* [What this task involves]:
Pull every line that includes the word "come" from the data.

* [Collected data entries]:
* * * * * * * * *
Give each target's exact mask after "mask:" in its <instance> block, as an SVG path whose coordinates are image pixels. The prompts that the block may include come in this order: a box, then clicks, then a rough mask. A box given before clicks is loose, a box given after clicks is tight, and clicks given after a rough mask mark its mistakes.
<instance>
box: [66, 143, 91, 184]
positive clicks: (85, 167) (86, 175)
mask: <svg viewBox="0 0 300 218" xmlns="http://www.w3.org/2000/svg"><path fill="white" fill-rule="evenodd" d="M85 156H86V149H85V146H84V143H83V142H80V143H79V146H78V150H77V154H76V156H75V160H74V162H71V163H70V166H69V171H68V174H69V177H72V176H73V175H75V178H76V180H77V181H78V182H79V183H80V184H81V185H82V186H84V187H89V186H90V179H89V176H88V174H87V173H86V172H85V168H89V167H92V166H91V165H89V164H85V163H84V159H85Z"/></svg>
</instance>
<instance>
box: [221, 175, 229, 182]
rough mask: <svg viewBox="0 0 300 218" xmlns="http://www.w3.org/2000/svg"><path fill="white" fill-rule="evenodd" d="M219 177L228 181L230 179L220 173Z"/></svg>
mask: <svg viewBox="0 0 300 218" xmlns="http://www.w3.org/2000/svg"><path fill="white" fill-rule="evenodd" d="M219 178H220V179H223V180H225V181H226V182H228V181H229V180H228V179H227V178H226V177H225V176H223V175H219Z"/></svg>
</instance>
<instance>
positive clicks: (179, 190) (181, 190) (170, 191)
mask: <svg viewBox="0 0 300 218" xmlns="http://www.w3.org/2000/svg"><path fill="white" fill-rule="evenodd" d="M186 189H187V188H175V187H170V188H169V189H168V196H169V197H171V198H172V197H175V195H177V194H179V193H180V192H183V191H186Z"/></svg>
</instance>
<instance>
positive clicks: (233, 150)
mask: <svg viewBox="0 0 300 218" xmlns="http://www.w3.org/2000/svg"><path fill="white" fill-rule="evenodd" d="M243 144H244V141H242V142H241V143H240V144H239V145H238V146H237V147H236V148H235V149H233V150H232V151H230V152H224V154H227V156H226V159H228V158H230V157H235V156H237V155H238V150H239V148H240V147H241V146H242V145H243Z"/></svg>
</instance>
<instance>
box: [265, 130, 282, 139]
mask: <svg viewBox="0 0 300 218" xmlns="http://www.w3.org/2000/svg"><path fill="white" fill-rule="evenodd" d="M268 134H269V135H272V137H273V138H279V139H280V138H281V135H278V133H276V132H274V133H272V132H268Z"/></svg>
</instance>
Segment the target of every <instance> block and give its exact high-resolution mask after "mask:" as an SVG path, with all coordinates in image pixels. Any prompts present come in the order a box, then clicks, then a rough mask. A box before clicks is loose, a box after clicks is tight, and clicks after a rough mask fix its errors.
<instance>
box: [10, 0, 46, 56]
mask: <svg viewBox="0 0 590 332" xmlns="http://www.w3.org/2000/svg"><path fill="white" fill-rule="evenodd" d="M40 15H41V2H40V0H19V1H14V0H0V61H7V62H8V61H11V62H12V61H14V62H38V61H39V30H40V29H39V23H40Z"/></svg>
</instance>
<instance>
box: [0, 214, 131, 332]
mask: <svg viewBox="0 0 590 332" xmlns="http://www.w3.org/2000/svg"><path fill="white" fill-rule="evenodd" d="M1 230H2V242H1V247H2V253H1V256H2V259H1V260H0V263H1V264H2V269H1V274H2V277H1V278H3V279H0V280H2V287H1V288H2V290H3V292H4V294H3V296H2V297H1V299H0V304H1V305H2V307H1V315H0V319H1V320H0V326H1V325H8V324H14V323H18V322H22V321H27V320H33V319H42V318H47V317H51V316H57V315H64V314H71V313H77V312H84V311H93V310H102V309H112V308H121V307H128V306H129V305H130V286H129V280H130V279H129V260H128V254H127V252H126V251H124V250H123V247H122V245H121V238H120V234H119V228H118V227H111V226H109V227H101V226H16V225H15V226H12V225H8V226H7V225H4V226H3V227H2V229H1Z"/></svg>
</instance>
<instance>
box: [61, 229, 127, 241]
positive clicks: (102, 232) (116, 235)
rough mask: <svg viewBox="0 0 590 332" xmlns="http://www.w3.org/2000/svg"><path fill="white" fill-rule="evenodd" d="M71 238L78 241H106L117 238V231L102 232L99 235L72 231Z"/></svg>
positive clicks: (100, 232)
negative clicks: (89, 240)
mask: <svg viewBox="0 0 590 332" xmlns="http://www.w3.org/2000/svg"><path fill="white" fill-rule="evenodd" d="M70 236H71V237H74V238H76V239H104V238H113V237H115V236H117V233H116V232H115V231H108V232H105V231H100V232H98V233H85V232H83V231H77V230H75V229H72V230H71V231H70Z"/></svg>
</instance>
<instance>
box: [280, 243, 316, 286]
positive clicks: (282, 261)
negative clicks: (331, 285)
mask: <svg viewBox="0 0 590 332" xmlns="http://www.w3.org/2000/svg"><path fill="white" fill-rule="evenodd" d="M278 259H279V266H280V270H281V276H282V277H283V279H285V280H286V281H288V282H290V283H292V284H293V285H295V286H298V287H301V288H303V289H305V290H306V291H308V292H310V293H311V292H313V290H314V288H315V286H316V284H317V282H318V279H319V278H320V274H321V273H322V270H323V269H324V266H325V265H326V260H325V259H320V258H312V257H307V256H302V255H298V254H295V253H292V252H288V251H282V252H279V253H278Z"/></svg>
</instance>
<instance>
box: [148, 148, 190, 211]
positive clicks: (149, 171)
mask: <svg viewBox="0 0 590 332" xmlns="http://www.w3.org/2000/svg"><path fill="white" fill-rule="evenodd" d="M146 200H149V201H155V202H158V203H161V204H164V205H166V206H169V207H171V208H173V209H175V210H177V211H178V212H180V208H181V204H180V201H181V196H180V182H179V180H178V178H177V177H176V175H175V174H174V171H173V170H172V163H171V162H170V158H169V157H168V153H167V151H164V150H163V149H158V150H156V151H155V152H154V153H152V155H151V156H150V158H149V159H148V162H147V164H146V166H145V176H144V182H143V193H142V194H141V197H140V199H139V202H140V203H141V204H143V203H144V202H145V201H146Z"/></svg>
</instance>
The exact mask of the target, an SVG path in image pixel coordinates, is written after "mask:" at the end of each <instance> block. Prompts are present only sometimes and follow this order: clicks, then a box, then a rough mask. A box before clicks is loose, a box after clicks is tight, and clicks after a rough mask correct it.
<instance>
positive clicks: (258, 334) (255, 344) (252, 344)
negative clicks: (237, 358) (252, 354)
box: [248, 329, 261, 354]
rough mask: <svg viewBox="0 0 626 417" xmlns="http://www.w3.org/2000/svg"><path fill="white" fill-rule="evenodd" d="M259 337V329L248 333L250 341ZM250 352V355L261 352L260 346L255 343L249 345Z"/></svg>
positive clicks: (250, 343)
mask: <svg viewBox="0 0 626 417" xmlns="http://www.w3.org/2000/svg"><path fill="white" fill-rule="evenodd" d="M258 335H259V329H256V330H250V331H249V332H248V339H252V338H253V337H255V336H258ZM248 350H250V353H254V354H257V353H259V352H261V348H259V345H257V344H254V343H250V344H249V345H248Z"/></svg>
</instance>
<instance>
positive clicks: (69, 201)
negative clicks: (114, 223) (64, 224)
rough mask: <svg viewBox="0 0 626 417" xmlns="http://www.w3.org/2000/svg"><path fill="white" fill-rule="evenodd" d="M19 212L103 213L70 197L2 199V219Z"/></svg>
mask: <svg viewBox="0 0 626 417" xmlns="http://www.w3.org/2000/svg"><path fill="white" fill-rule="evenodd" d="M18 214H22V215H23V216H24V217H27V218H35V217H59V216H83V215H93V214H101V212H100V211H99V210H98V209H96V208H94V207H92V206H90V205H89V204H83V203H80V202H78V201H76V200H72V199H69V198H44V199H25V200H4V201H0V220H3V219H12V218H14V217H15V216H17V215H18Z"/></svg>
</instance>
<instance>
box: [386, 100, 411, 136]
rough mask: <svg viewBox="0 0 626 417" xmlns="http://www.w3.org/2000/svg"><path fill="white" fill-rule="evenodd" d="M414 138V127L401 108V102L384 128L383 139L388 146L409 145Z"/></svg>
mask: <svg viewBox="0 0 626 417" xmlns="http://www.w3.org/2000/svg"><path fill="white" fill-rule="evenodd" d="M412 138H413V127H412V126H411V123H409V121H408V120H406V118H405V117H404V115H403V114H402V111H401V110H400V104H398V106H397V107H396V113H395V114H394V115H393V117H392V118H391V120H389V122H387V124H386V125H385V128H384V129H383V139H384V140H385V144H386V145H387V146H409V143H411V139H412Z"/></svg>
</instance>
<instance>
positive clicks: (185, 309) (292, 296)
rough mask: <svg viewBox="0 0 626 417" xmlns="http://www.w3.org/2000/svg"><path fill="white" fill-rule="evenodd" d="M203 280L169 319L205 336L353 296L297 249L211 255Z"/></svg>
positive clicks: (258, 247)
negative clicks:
* * * * * * * * *
* [Solution for this task]:
Give each target's exact mask after "mask:" in its <instance> block, as an SVG path whose coordinates are image pixels. The prompts that the block may include come in this order: a box, then clicks, then a rough mask. A box given before clicks is loose, a box given after clicks is tight, and clicks given after a rough mask mark its mistakes.
Segment the target of every <instance> block and give its exact high-resolution mask after "mask:" as an SVG path, with all coordinates in image pixels. Any prompts present come in the order a box, then clicks, then a rough mask. A box before clicks is loose, a box after clicks is tight, and clicks after a rough mask fix its errors.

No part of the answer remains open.